→ REQUIREMENTS: Quote the lines below word for word, from the line containing "Each instance of the industrial" up to and including the very last line.

---------------

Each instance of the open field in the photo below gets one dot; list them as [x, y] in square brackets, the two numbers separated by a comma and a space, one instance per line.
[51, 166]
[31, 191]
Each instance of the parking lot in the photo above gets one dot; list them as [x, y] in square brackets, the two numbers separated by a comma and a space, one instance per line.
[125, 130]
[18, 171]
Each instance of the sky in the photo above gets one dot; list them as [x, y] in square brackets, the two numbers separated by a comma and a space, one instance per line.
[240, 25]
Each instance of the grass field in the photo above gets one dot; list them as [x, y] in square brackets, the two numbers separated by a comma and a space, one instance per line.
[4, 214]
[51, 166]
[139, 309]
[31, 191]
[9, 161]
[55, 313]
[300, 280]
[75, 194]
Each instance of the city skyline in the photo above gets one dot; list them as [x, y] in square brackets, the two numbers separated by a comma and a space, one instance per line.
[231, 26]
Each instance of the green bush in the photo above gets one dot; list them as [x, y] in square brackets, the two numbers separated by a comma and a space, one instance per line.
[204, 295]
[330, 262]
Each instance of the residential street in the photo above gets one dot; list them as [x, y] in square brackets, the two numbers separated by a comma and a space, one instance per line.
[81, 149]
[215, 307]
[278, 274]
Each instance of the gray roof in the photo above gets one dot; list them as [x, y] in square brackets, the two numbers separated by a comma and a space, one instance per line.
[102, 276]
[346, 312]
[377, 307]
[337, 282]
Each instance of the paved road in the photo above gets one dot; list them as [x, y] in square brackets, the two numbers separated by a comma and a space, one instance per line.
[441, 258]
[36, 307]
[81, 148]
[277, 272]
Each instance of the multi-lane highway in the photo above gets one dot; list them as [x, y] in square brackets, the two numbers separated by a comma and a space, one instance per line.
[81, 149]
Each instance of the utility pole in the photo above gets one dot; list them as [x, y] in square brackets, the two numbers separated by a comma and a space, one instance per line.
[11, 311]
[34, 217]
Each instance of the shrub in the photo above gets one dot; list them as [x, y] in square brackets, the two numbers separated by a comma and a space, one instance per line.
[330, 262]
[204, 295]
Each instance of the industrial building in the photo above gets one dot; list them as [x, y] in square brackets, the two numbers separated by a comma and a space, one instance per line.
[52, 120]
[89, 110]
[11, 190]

---------------

→ SOLUTION:
Each instance of the industrial building in the photo above gets one dot; list them as [x, y] in square brackets, the two numbers separated by a comma and a space, one instance per line.
[52, 120]
[89, 110]
[11, 190]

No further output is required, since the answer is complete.